After going through the data, give the number of lines that contain the word "query" as your sole answer.

Data supplied:
^^^^^^^^

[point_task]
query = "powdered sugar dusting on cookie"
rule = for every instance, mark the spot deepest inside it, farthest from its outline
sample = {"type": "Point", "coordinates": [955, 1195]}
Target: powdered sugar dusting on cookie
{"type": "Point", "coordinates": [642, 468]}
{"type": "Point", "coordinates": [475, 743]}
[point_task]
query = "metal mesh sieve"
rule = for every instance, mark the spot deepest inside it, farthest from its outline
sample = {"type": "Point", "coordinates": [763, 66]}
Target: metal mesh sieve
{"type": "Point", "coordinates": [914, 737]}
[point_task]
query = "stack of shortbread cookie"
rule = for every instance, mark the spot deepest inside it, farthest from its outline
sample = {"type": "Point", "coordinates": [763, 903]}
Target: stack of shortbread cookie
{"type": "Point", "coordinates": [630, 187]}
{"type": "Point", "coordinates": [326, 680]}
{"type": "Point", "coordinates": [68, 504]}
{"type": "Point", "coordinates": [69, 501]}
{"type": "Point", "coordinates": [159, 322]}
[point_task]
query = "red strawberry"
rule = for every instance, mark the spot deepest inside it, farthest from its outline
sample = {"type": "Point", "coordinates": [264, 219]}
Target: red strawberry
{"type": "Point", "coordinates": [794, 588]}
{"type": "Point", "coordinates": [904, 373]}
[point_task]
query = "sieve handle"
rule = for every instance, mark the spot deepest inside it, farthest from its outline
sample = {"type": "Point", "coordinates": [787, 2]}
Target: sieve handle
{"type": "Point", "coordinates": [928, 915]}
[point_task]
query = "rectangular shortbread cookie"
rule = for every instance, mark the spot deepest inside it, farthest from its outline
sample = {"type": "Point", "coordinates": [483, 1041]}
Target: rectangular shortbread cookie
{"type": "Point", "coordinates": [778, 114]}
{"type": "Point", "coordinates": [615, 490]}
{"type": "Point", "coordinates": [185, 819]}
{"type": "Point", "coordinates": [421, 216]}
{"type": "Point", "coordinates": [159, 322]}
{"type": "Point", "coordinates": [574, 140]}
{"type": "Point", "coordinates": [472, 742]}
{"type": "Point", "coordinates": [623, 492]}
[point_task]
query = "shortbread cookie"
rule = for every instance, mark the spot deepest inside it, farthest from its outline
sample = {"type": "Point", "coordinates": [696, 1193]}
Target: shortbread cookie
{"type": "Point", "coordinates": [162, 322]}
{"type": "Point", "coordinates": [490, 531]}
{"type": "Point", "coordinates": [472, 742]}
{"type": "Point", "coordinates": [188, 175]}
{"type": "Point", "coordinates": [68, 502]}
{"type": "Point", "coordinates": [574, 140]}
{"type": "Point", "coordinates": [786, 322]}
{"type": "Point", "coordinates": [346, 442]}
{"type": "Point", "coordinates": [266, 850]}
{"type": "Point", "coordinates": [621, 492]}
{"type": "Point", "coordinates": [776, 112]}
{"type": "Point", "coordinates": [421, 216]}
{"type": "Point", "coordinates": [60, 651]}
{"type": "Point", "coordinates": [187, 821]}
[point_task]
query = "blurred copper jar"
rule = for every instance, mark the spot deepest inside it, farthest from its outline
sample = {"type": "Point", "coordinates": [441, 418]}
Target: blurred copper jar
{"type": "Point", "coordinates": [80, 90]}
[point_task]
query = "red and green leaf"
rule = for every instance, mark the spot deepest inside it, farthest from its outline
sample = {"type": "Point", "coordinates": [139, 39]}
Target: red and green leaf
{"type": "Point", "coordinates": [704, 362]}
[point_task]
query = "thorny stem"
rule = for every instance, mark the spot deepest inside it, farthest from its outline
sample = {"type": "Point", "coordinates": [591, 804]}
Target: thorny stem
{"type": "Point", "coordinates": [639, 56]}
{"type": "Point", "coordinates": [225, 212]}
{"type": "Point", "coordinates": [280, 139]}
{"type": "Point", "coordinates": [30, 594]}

^^^^^^^^

Output below: 10